**Document passage:**
____

From the pages of
The Sublette County Journal
Volume 5, Number 21 - 1/18/01
brought to you online by Pinedale Online

Will the Dinosaurs Save Us?

As the Wyoming Legislature convened last week, it was reported that after being at over $180 million in the hole last fiscal year, the state is now on the plus side at a whopping $694 million in the black. That is an $874 million turnaround in a year's time, mostly due to the booming sectors of fossil fuels mineral production statewide. Sales tax revenues increased on the average as well and though some of the state's residents are seeing more in their own pockets, the financial windfall to the state is not an indication that the majority of the citizens are having the same kind of prosperity.

The governor was stammering in disbelief and delight in the press conference and said that he thought most people couldn't comprehend $694 million. He followed up with a remark that the state government (executive and legislative branches) deals with those kinds of numbers all the time when working on budgets and state spending issues that total around the billion dollar mark. (My translation: we, the bureaucrats understand, you the regular people don't). All the discussion leading up to the session this year has been centered around an amount of revenue that exceeds the current budget, but no one until last week knew it would be the biggest money influx in state history. Now, what are they going to do with all that cash?

That's easy, they're going to spend it. Oh, there will be some responsible thinking legislators that push for putting a big chunk of it away in the Permanent Minerals Trust Fund that Guv Ed so wisely signed off on so many years ago. That actually may happen, though it will probably be only a pittance compared to the total amount of money available. Every state agency is rubbing its hands together and licking their chops in anticipation of digging in and getting a "fair share."

____

**Recorded information:**
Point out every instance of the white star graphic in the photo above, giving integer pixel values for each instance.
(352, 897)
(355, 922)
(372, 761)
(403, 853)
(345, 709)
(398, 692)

____

**Written instruction:** In the Wyoming budget editorial, what were the main drivers of the state's $874 million turnaround? The entries come from a different source than the Wyoming budget editorial.

**Result for this exercise:** The booming fossil fuels mineral production sectors across the state.